GOAL: Give everything from the line containing "at the pianist's" down to the end of the material as a JSON list of strings, one string per line, leaving out blank lines.

RECORD SET:
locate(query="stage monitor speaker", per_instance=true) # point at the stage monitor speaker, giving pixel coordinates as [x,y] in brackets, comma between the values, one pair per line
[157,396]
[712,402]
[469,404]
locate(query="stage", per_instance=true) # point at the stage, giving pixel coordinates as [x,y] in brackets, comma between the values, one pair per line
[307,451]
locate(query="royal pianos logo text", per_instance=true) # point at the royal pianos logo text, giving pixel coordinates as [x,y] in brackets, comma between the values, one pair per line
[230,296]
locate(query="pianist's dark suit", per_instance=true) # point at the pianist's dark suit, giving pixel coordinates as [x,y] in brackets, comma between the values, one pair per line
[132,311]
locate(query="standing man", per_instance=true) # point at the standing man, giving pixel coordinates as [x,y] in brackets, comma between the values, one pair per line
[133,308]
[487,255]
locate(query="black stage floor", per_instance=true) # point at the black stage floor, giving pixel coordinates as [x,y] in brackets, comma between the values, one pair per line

CORRECT OUTPUT:
[
  "locate(query=\"pianist's dark suit\", per_instance=true) # point at the pianist's dark suit, giving pixel coordinates as [x,y] in brackets, comma between the values, one pair per line",
  "[132,311]",
  "locate(query=\"standing man\", per_instance=true) # point at the standing man, giving pixel coordinates as [x,y] in brackets, comma between the values, one pair per line",
  "[133,308]",
  "[487,255]",
  "locate(query=\"black stage floor\", per_instance=true) # point at the black stage floor, giving pixel coordinates as [x,y] in brackets, comma between the values, one pair per line"
]